(Materials provided):

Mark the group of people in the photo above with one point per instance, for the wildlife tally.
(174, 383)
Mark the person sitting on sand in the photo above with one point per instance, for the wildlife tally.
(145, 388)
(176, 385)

(Exercise aim): Write out each line exactly, starting with the line that contains "Mark the person" and stopping after the last line of the data.

(Reply to the task):
Mark the person sitting on sand in the photo above with one point per instance, for the wildlife tally.
(145, 388)
(176, 385)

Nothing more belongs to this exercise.